**THINGS TO DO**
(a) From the accounting policy text, give the passage between "Investment in associates" and "the individual investments.", inclusive, swapping "balance sheet" for "statement of financial position".
(b) According to the accounting policy text, at what annual rate is depreciation charged on fixtures and fittings?

**SUPPLIED PASSAGE**
+++++
Plant, equipment, fixtures and motor vehicles are stated in the balance sheet at
cost, less depreciation. Depreciation is charged on a straight line basis at the
following annual rates: plant and equipment 25%, fixtures and fittings 20% and
motor vehicles 25%.
Intangible assets - mineral property development costs
Intangible assets are stated in the balance sheet at cost, less amounts written
off and provisions for impairment.
Costs incurred prior to obtaining the legal rights to explore a mineral property
are expensed immediately to the income statement. Mineral property development
costs are capitalised until the results of the projects, which are usually based
on geographical areas, are known. Mineral property development costs include an
allocation of administrative and management costs as determined appropriate to
the project by management.
Where a project is successful, the related exploration costs are written off
over the life of the estimated mineral reserve on a unit of production basis.
Where a project is terminated, the related exploration costs are written off
immediately. Where no internally-generated intangible asset can be recognised,
development expenditure is recognised as an expense in the period in which it is
incurred.
Impairment of tangible and intangible assets
Mineral properties are written down when any impairment in their value has
occurred and are written off when abandoned. Where a provision is made or
reversed it is dealt with in the income statement in the period in which it
arises.
Investment in associates
An associate is an entity over which the group exercises, or is in a position to
exercise, significant influence, but not control or joint control, through
participation in the financial or operating policy of the investee. In
considering the degree of control, any options or warrants over ordinary shares
which are capable of being exercised at the period end are taken into
consideration.
Where material, the results and assets and liabilities of associates are
incorporated in the financial statements using the equity method of accounting,
except when these associates are classified as held for sale. Investments in
associates are carried in the balance sheet at cost adjusted by any material
post-acquisition changes in the net assets of the associates, less any
impairment of value in the individual investments.
New accounting standards
The group and company have not applied the following IFRSs and IFRICs that have
been issued and are applicable but are not yet effective: IAS1 Presentation of
Financial Statements - Revised (effective 1 January 2009); IAS 27, Consolidated
and Separate Financial Statements, revised 2008 (effective 1 July 2009); IAS 32,
Financial Instruments: Presentation, revised 2008 (effective 1 January 2009);
IFRS2 Share-based Payments - Vesting Conditions and Cancellations (effective 1
January 2009) and IFRS 8, Operating Segments (effective 1 January 2009). The
group is evaluating the impact that these standards will have on the group's
financial statements, if any.
Judgements made in applying accounting policies and key sources of estimation
uncertainty
The following critical judgements have been made in the process of applying the
group's accounting policies:
(a) The directors' believe, after careful consideration, that the group does
not, as a matter of fact, control the activities and operations of Labrador Iron
Mines Holdings Limited (LIM), and that the correct accounting treatment of this
interest is to account for it on an equity basis as an associate company. In any
event, although the group currently has a 50.1% ownership share in LIM, there
are outstanding exercisable warrants and options which if exercised would reduce
the group's voting control to approximately 40% and under these circumstances
the directors believe that the use of equity accounting is appropriate.
+++++
**DATA ENTRIES**
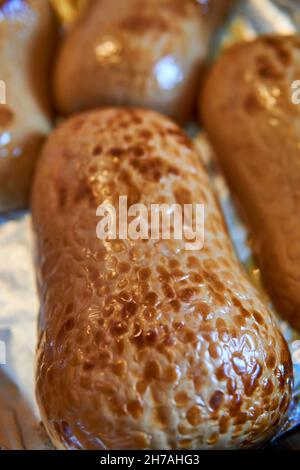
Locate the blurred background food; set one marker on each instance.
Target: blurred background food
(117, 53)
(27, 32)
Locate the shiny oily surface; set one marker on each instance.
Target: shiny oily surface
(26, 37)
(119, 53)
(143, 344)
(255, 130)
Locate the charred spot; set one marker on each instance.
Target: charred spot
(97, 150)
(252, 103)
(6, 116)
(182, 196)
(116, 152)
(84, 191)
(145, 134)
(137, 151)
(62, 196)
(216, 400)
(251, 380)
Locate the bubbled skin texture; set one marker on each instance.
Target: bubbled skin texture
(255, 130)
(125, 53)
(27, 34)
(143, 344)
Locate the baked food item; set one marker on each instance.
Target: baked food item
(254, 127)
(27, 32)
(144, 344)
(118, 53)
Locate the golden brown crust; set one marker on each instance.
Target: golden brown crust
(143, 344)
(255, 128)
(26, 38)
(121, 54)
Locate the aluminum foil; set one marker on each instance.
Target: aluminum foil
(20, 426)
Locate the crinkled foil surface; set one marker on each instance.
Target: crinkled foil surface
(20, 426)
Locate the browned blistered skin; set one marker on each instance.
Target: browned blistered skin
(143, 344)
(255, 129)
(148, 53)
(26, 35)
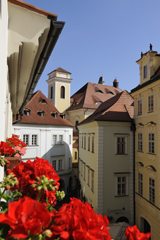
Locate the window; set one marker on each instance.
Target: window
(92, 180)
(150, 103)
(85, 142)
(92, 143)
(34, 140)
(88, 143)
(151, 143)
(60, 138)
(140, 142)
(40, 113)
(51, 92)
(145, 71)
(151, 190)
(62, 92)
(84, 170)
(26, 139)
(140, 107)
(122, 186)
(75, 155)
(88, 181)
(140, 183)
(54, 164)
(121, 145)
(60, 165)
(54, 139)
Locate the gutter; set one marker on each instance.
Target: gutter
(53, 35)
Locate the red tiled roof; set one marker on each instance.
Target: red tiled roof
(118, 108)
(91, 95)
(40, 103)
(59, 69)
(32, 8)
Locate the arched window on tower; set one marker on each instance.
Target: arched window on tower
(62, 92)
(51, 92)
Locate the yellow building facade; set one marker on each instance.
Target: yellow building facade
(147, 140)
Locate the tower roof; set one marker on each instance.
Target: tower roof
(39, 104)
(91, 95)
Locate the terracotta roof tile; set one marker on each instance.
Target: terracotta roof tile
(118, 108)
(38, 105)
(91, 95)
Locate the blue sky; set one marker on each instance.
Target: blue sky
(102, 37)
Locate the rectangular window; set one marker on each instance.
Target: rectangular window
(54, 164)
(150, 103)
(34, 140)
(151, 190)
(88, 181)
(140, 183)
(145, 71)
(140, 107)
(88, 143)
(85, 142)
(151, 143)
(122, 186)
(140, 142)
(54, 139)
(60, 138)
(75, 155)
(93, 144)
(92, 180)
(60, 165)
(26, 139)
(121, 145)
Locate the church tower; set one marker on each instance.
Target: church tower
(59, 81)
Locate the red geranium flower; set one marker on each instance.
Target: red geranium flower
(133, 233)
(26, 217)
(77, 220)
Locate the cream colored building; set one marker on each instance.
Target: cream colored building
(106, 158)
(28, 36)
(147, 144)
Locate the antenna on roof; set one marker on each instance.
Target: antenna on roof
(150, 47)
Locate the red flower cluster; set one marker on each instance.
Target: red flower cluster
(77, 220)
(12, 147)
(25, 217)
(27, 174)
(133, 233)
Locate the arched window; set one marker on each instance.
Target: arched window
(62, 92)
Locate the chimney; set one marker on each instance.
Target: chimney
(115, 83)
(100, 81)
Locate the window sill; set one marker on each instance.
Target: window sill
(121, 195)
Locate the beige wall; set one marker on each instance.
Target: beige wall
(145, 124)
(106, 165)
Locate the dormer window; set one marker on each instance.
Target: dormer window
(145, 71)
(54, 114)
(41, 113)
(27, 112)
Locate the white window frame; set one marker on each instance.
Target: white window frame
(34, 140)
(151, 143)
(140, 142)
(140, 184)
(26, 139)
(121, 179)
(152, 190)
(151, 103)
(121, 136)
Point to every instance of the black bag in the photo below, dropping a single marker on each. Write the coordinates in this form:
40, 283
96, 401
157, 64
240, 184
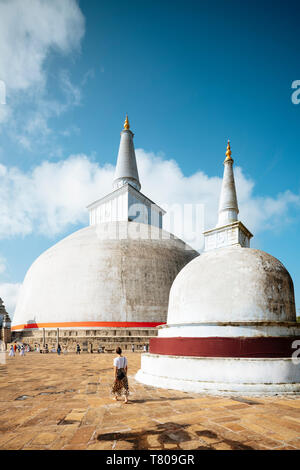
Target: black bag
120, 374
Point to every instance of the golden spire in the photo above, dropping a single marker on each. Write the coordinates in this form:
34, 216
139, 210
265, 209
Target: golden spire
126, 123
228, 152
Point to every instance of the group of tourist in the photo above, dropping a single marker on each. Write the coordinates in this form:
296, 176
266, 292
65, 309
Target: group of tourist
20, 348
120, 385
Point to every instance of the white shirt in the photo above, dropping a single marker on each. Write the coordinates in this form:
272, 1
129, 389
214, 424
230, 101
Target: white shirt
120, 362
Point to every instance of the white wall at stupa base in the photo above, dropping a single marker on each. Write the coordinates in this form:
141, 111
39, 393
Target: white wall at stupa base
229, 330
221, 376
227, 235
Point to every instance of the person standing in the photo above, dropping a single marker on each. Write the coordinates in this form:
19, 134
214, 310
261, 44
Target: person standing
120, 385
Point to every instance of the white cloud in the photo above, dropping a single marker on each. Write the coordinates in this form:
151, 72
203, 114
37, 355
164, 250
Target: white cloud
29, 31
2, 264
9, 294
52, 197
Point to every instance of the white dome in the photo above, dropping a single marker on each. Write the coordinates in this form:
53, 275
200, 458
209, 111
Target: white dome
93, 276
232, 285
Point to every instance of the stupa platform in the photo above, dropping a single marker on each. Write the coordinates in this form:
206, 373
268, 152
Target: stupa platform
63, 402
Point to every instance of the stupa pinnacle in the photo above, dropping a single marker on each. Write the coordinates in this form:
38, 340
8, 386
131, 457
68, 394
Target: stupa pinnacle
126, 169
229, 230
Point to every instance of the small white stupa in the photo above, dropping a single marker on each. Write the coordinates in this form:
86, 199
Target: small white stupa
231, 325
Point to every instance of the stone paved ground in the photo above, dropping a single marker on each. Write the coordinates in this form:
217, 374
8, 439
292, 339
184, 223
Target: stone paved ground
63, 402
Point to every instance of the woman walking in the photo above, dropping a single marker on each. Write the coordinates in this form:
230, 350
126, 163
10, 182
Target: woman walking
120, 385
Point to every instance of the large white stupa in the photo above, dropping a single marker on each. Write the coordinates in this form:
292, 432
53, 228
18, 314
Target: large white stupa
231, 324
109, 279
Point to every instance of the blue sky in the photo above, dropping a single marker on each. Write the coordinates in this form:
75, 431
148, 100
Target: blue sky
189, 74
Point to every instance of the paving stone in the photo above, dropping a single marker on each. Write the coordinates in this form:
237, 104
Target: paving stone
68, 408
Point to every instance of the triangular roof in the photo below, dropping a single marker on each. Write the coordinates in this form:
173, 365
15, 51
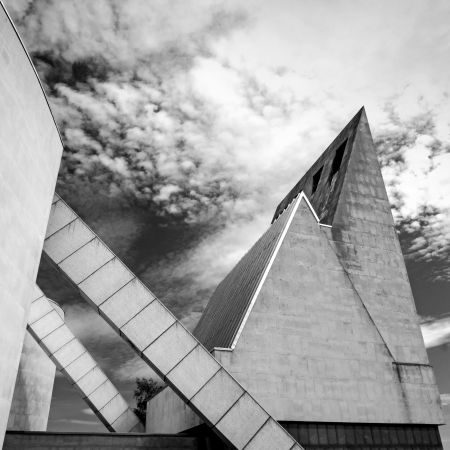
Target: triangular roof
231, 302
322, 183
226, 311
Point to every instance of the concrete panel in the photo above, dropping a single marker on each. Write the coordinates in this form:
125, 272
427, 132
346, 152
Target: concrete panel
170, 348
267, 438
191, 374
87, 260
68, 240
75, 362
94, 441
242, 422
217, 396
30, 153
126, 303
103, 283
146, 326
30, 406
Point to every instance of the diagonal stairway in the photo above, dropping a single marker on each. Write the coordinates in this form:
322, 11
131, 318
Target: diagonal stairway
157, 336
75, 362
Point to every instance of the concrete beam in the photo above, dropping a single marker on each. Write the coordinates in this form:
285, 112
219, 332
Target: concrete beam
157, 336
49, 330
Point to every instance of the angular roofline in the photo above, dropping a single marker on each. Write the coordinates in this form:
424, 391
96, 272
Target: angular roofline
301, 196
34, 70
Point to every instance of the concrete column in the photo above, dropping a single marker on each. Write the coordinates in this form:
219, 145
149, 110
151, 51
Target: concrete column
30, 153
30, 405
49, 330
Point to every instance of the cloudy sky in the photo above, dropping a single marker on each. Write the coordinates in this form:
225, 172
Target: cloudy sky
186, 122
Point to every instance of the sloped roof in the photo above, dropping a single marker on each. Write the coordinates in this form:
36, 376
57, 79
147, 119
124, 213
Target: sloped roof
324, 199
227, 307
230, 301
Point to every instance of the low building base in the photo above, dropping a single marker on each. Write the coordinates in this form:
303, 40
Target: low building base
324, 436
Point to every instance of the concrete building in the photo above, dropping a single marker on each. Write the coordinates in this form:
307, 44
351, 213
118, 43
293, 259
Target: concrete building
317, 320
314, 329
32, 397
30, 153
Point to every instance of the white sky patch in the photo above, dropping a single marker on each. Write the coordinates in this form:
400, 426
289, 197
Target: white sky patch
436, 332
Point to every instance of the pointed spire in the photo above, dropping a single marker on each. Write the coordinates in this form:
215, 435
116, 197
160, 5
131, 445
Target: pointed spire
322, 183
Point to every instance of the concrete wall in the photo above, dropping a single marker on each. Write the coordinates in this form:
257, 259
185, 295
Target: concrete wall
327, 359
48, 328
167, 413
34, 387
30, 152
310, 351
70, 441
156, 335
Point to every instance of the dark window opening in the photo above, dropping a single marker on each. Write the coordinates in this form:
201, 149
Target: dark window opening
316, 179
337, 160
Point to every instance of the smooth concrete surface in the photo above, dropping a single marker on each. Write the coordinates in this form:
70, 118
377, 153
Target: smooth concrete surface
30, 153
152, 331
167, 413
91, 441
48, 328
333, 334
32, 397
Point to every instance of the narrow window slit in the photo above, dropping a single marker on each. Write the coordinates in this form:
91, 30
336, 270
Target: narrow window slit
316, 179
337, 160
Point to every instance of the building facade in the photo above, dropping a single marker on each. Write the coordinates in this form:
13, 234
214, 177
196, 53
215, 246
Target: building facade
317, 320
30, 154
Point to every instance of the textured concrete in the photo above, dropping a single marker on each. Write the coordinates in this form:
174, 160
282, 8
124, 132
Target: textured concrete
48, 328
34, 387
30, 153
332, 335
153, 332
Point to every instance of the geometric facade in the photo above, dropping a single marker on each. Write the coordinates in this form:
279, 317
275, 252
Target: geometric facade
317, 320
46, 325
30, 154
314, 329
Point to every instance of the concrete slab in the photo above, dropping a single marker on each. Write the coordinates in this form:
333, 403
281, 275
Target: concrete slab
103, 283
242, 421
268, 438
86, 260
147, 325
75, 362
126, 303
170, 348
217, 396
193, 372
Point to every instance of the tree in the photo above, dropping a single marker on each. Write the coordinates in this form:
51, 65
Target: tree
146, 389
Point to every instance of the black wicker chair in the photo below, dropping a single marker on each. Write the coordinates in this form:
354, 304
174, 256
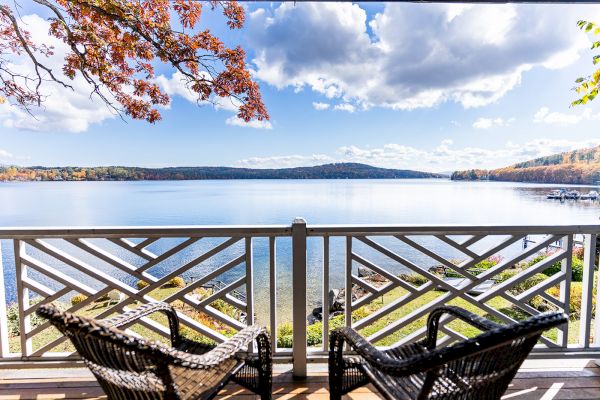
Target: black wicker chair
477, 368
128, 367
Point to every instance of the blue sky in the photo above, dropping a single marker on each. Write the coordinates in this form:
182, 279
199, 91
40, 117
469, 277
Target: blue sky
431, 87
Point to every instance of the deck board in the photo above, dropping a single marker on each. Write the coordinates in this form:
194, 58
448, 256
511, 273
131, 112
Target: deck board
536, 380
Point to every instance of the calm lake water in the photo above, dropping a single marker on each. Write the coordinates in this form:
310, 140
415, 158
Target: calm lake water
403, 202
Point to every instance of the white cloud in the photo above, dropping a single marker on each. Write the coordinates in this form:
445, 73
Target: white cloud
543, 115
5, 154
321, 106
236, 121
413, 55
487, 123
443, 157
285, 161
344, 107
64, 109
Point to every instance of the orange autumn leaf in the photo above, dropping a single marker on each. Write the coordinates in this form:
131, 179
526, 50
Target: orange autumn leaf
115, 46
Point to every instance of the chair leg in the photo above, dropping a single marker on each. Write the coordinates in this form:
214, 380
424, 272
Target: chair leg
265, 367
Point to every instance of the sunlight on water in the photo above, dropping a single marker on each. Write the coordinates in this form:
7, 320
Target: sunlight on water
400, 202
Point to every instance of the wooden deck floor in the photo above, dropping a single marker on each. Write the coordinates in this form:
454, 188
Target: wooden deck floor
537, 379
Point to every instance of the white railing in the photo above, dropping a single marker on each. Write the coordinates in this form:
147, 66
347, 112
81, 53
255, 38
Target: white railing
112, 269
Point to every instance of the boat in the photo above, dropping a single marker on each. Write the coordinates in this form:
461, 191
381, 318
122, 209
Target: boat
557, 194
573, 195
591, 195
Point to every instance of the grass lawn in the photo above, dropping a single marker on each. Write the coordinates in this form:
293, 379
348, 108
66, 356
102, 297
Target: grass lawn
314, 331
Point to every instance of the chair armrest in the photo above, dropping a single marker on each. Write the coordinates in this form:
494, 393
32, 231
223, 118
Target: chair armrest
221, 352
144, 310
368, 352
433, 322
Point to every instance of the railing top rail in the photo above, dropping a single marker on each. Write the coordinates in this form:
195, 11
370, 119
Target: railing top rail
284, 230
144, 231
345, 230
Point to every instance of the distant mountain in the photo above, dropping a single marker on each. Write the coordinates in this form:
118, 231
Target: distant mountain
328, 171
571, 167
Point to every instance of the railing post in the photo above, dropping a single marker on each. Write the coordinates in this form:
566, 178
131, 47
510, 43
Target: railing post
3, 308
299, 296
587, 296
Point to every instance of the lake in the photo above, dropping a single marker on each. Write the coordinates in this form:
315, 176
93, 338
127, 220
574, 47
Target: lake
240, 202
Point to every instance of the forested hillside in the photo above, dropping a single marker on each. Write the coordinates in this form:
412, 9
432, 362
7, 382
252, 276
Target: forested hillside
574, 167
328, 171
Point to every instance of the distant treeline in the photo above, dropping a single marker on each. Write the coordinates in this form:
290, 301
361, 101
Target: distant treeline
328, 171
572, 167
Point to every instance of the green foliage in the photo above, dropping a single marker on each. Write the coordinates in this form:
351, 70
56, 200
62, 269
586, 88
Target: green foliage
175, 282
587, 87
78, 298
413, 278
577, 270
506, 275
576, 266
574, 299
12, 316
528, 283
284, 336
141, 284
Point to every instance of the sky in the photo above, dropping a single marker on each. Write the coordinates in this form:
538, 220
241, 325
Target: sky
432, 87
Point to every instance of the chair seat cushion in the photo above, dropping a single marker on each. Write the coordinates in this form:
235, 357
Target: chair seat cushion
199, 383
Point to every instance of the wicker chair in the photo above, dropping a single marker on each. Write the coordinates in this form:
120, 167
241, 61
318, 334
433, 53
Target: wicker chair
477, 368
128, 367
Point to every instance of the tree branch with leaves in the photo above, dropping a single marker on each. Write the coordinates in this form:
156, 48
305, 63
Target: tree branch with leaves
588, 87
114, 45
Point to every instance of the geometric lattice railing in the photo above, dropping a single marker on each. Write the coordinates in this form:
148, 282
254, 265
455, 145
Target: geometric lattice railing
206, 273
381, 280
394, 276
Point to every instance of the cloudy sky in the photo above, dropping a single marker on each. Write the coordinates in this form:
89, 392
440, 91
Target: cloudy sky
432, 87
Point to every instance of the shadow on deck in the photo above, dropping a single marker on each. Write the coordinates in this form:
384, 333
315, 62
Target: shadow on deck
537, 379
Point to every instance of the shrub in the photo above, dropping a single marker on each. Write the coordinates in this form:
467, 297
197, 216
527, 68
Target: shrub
+++++
**LIST OF SOLUTIONS**
(a)
Investment in associates
An associate is an entity over which the group exercises, or is in a position to
exercise, significant influence, but not control or joint control, through
participation in the financial or operating policy of the investee. In
considering the degree of control, any options or warrants over ordinary shares
which are capable of being exercised at the period end are taken into
consideration.
Where material, the results and assets and liabilities of associates are
incorporated in the financial statements using the equity method of accounting,
except when these associates are classified as held for sale. Investments in
associates are carried in the statement of financial position at cost adjusted by any material
post-acquisition changes in the net assets of the associates, less any
impairment of value in the individual investments.

(b) 20%